▶ Page extract
════
The Independent Committee met and reviewed the Company's financial
situation at such time. The Company had approximately $1.89 million of cash and
cash equivalents, and it was deemed prudent for the Company to maintain a cash
balance of approximately $90,000 for potential claims and other expenses and for
working capital to enable the Company to attempt to identify and consummate a
transaction which would increase the value of the Company. Thus, $1.8 million of
cash was available for payment of the liquidation preferences and accrued
dividends on the Series A and Series B Preferred Stock, leaving an unpaid amount
of approximately $1.16 million of cash.
The Independent Committee then engaged in discussions with Mr. Flum,
representing Flum Partners. Pursuant to such discussions, Flum Partners agreed
to accept, in payment of the unpaid $1.16 million of cash, shares of a new
series of convertible senior preferred stock ("Senior Preferred Stock"), with an
aggregate liquidation preference equal to $1.1 million, which was $60,000 less
than the unpaid liquidation preferences and accrued dividends on the Series A
Preferred Stock and Series B Preferred Stock. The new series of Senior Preferred
Stock does not accrue dividends, but converts into 90% of the Company's Common
Stock on a fully-diluted basis. The new Senior Preferred Stock is
"participating", in that, upon a liquidation or sale of the Company, and after
the Senior Preferred Stock receives its liquidation preference, the Senior
Preferred Stock will share ratably with the Common Stock on an "as converted"
════
▶ Supplied data

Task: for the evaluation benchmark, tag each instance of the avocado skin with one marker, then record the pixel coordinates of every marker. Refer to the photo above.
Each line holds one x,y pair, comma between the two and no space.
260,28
════
▶ To be done
**A)** Answer these questions from the passage on the Independent Committee:
(i) How much cash and cash equivalents did the Company have?
(ii) With whom did the Independent Committee hold discussions?
(iii) Into what share of the Company's Common Stock does the Senior Preferred Stock convert?
**B)** Duplicate everything from "The Independent Committee met" down to "million of cash." in the passage on the Independent Committee.
The listing plays no part here.

▶ The solutions
**A)**
(i) Approximately $1.89 million.
(ii) Mr. Flum, representing Flum Partners.
(iii) 90% of the Company's Common Stock, on a fully-diluted basis.

**B)**
The Independent Committee met and reviewed the Company's financial
situation at such time. The Company had approximately $1.89 million of cash and
cash equivalents, and it was deemed prudent for the Company to maintain a cash
balance of approximately $90,000 for potential claims and other expenses and for
working capital to enable the Company to attempt to identify and consummate a
transaction which would increase the value of the Company. Thus, $1.8 million of
cash was available for payment of the liquidation preferences and accrued
dividends on the Series A and Series B Preferred Stock, leaving an unpaid amount
of approximately $1.16 million of cash.